- Set exercise -
Find every line in the records below that contains the word "roll", and copy each of those lines in full.

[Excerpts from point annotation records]
──────────────────────────────
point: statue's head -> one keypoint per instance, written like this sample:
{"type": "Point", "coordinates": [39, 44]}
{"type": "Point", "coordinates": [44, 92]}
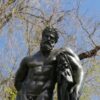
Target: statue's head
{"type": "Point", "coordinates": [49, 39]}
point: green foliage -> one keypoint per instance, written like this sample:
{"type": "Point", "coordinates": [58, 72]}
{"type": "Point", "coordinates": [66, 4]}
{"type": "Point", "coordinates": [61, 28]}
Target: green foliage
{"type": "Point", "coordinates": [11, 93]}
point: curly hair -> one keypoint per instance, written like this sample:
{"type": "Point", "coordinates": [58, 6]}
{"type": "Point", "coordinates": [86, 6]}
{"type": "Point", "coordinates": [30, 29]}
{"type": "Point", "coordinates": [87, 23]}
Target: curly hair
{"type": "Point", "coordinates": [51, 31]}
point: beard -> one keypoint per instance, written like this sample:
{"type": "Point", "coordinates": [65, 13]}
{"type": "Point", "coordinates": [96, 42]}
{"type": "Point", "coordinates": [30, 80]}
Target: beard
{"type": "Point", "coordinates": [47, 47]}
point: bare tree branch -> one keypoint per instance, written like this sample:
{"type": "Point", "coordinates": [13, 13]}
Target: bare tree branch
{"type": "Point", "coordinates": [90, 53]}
──────────────────────────────
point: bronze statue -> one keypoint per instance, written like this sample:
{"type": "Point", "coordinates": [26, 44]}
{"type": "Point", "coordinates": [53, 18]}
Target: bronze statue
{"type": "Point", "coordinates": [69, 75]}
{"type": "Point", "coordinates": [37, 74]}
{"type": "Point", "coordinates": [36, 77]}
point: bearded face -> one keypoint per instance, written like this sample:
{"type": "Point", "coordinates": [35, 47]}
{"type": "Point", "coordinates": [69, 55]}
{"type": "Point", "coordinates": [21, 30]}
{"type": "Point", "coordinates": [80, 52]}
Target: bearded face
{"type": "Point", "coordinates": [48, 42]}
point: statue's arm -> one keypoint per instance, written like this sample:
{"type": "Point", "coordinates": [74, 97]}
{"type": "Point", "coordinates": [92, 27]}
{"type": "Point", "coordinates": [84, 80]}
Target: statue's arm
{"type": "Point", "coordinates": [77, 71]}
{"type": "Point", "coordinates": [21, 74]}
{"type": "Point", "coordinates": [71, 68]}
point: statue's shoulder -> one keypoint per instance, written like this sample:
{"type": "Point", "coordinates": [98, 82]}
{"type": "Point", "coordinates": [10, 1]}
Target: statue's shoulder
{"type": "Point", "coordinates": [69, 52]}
──────────────────────────────
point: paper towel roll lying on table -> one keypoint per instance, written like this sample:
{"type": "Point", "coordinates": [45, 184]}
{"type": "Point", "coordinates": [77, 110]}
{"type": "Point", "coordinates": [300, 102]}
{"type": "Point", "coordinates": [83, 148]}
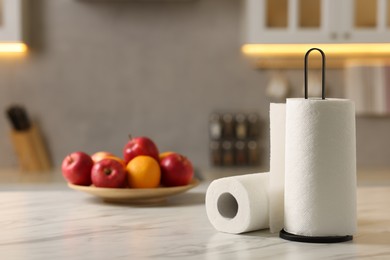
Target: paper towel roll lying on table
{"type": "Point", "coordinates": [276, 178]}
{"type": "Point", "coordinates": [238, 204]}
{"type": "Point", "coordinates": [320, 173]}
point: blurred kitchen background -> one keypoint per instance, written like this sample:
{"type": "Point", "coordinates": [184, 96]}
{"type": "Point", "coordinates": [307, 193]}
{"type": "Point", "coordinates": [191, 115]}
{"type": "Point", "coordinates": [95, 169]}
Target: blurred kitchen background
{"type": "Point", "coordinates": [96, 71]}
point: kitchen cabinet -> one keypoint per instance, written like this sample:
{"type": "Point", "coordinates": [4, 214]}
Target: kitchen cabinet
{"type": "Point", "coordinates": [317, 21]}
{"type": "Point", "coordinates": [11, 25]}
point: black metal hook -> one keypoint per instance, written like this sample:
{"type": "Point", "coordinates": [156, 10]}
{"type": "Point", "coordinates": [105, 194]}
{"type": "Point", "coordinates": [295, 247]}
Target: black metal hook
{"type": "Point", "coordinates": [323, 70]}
──────────────────────────────
- Worked solution -
point: paper towel roll lying on table -> one keypoint per instance, written like this sample:
Target: paper towel roll lying on table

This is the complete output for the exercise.